▸ Text

===

# Roll off truck



## Nac (Apr 16, 2006)

Well here it is my new Volvo VHD Roll off.


----------



## Dozer Junky (Jan 4, 2007)

SWEET!:thumbup:


----------



## joesauers (Jan 2, 2007)

Very nice, what motor / trans combo?


----------



## Nac (Apr 16, 2006)

465 HP/ 8LL trans


----------



## jmic (Dec 10, 2005)

Nice Nac! Good Luck!:thumbup:


----------



## Nac (Apr 16, 2006)

Thanks guys


----------



## denick (Feb 13, 2006)

Nac,

What about running a shuttle with that when we have our get together at the NJ Casino! tgeb will contact you and set it up.


----------



## Nac (Apr 16, 2006)

No problem


----------



## denick (Feb 13, 2006)

Hey where have you been Nac? I was getting worried you fell into a hole again?

Did you do that job up toward CT.


----------



## Nac (Apr 16, 2006)

Have been busy doing concrete and masonry on a few new houses and run the single axle truck doing demo and carting. No have not done anything with that CT job The home owner sent me some pics he wants o remove some ledge behind his house for a patio but there is no access for any machinery and there are colums holding up the 2nd floor overhang sitting on the rock he wants to remove. It will be a vary labor entsive job but I have the feeling from talking to him it seems he does not want to spend that much money. So I have not really persued it.


----------



## tgeb (Feb 9, 2006)

denick said:


> Nac,
> 
> What about running a shuttle with that when we have our get together at the NJ Casino! tgeb will contact you and set it up.


Yep, that can is big enough for a few chaise lounge chairs and I'll bring along a rocking chair for you Nick. or maybe one of these..:wheelchair: 


Real nice truck Nac!:thumbsup:


----------



## rino1494 (Jan 31, 2006)

Can't forget to install the stripper pole.


----------



## MC Excavating (Jan 26, 2006)

Why did you decide you needed a rolloff truck?

How do you intend to use your truck / bins?

For your jobsites only?

For other contractors / home owners?

For transporting compact equipment?

How many and what size bins did you get?


----------



## jmic (Dec 10, 2005)

tgeb said:


> Yep, that can is big enough for a few chaise lounge chairs and I'll bring along a rocking chair for you Nick. or maybe one of these..:wheelchair:
> 
> 
> Real nice truck Nac!:thumbsup:


:laughing: :laughing: :laughing:


----------



## jmic (Dec 10, 2005)

rino1494 said:


> Can't forget to install the stripper pole.


:blink: :blink: Huh?



I got it! :laughing: :laughing: :thumbup:


----------



## Speedy Petey (Sep 30, 2003)

Nac said:


> Well here it is my new Volvo VHD Roll off.


And the folks in the "carting business" have no problem that you got your own truck? :shifty: :whistling


----------



## Nac (Apr 16, 2006)

MC Excavating said:


> Why did you decide you needed a rolloff truck?
> 
> How do you intend to use your truck / bins?
> 
> ...


I already had a single axle hooklift truck and people kept on asking me to bring them containers so I got the lisence to haul solid waste. The problem was with my hooklift the biggist box i could haul was a 20 cy and most contractors wanted 30 cy.

===

▸ To-do list
**1)** Using the roll-off truck thread, answer each item on its own line, marked as shown:
(a) What engine horsepower and transmission does the new truck have?
(b) What did the homeowner near CT want removed from behind his house?
(c) What was the biggest box the single axle hooklift could haul, and what size did most contractors want?
**2)** Pick up the roll-off truck thread after its final sentence and keep it going.

▸ Data section

===

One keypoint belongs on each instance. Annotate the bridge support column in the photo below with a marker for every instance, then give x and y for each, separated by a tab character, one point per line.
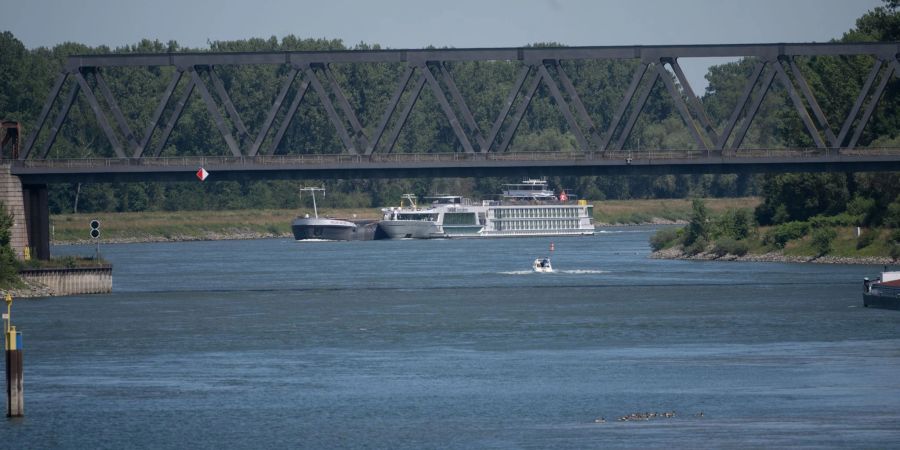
11	197
37	219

===

▸ Responses to the tasks
**1)**
(a) 465 HP with an 8LL transmission.
(b) Some ledge behind his house, to make room for a patio.
(c) The biggest was a 20 cy box, and most contractors wanted 30 cy.

**2)**
It will be for my jobs and others

Any body who needs it

Yes will be moving some equipment with it

I have 5 30 cy
I have 3 20 cy
I have 3 18 cy
I have 2 10 cy
will add more 20 and 30 in the neer future


----------



## rino1494 (Jan 31, 2006)

I guess that you are making money by doing it. Nice truck btw.

I know that there is a big need for roll off containers, but there is no way we could find the time. Plus, I don't think that we would want to even get involved with it. Glad to see that you are doing well.


----------



## ruskent (Jun 20, 2005)

rino1494 said:


> I guess that you are making money by doing it. Nice truck btw.
> 
> I know that there is a big need for roll off containers, but there is no way we could find the time. Plus, I don't think that we would want to even get involved with it. Glad to see that you are doing well.


Can't find the time?? That means you hire more people!!!


----------



## ELW1 (Jan 11, 2007)

there is a company near to where i live called Easy Haul Containers. they have a website but contractor talk wont let me post a link to it becuase i haven't made 15 post yet. i dont know. anyways they seem to do well (i know the family who owns the company) but i have been told that you have to keep the trucks running to and from jobs in order to make the best of the expensive trucks. what do you charge a load up there? do you have time limits on the containers?


----------



## ELW1 (Jan 11, 2007)

ruskent said:


> Can't find the time?? That means you hire more people!!!


don't we all wish it were just that simple


----------



## Wolf (Mar 24, 2006)

*great looking*

great looking truck, Nac. Whatcha gonna use it for?


----------



## Nac (Apr 16, 2006)

For my carting buisness and my own use.


----------



## Wolf (Mar 24, 2006)

Nac:

sweet. do you cart any demolition debris? Find anything good in the containers when you do hauling from the demolition sites, like any good old doors, lighting fixtures, stuff like that?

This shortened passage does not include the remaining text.